- _RECORDS PROVIDED_
────
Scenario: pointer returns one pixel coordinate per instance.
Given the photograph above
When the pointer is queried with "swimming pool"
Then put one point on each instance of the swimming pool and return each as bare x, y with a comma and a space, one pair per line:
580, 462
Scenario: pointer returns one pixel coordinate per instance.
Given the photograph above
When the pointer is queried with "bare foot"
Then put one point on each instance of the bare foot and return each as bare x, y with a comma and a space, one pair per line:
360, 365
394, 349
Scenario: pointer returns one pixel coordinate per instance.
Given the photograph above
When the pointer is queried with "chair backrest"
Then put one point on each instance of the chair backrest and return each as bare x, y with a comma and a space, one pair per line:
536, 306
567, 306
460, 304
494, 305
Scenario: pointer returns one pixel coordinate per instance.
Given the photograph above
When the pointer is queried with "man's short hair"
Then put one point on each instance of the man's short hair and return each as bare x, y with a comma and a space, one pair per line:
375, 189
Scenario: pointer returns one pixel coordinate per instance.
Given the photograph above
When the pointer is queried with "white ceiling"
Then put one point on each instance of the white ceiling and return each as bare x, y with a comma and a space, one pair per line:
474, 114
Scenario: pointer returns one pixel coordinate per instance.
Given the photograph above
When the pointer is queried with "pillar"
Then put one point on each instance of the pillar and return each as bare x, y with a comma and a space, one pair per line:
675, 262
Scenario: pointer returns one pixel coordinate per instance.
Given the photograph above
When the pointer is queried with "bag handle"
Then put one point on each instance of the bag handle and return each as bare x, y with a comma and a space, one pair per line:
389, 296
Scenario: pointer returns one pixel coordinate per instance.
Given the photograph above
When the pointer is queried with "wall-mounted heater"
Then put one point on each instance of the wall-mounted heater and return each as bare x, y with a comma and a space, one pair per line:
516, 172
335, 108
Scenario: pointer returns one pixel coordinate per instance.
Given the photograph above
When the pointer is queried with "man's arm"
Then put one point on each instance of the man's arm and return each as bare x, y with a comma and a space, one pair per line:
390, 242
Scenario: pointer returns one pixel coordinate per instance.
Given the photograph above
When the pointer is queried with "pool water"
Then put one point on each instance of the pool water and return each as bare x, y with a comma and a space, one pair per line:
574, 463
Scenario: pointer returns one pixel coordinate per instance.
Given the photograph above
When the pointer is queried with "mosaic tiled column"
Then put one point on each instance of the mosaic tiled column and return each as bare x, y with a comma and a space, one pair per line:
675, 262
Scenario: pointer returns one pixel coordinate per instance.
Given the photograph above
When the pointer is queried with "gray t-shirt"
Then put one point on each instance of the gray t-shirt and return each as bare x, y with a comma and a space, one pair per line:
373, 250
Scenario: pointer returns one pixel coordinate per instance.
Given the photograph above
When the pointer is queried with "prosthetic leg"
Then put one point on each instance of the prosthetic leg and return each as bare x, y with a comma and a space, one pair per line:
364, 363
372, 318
────
Write out every entry verbatim.

Scenario: pointer returns one pixel coordinate per instance.
Given the photograph above
When the pointer is queried with "swimming pool"
Then put one point on each instance of the swimming pool and return each as bare x, y with a comma and a space, one pair per line:
580, 462
Scenario: pointer returns one pixel coordinate per instance.
Given the photograph above
When the pointer is queried with "bare foot"
Then put one point on each instance of the bare foot and return each as bare x, y with a comma and a space, one pair per line:
360, 365
394, 349
Scenario: pointer returns one pixel coordinate per instance.
Given the photograph above
When the pointer is queried with "chair backrest"
Then put one point on each instance of the chair backrest and return each as bare x, y with a comma and a space, one pair per line:
536, 306
567, 306
460, 304
494, 305
Scenario: pointer returns one pixel coordinate per instance.
Given the photograph above
When the pointer is queried with "man's short hair"
Then put one point on each instance of the man's short hair and return each as bare x, y with a comma and a space, one pair per line:
375, 189
Scenario: pointer returns one pixel coordinate per instance.
Given the photograph above
When the pointer is queried with "white ceiling"
Then put one point on each instance of the white ceiling and return each as bare x, y with a comma and a space, one pair per line:
474, 114
Scenario: pointer returns one pixel coordinate per instance.
Given the photograph above
When the pointer is queried with "pillar"
Then put one point on each instance of the pillar and return each as bare x, y with a comma and a space, one pair per line:
675, 262
Scenario: pointer returns one pixel coordinate per instance.
Given the photograph above
When the pointer is queried with "bag handle"
Then put one point on each instance of the bag handle and return each as bare x, y with a comma and a space, one pair per line:
389, 296
Scenario: pointer returns one pixel coordinate per instance.
Given the photograph above
When the pointer is queried with "wall-mounted heater"
Then put one point on each instance of the wall-mounted heater and return each as bare x, y with a comma and a space, one pair per line:
516, 172
335, 108
Scenario: pointer returns one pixel coordinate per instance.
Given the photograph above
When the pointer is queried with "man's arm"
Then put one point on each instance of the man's arm and return each as bare x, y with a comma and a space, one pair per line:
390, 242
Scenario: pointer returns one pixel coordinate per instance.
Given the photograph above
When the pointer is queried with "pool water"
Then put one point on each instance of the pool water and return each as bare x, y with a comma and a space, one pair per line:
574, 463
Scenario: pointer returns one pixel coordinate per instance.
Given the photograph above
When the pointer is queried with "mosaic tiled column"
Then put one point on each instance of the mosaic tiled column and return each as bare x, y with a comma and a space, one pair per line:
675, 262
Scenario: pointer returns one pixel coordinate per instance.
Given the photograph above
When the pointer is queried with "gray t-shirt"
Then put one point on each instance of the gray t-shirt and return each as bare x, y with a comma and a space, one pair per line:
373, 250
Scenario: pointer returns one pixel coordinate per instance.
Given the photograph above
When the pointer is queried with "prosthetic leg"
Then put one point on each instance of the prosthetic leg and return each as bare x, y with a comma and a space, one pair per line:
364, 363
372, 318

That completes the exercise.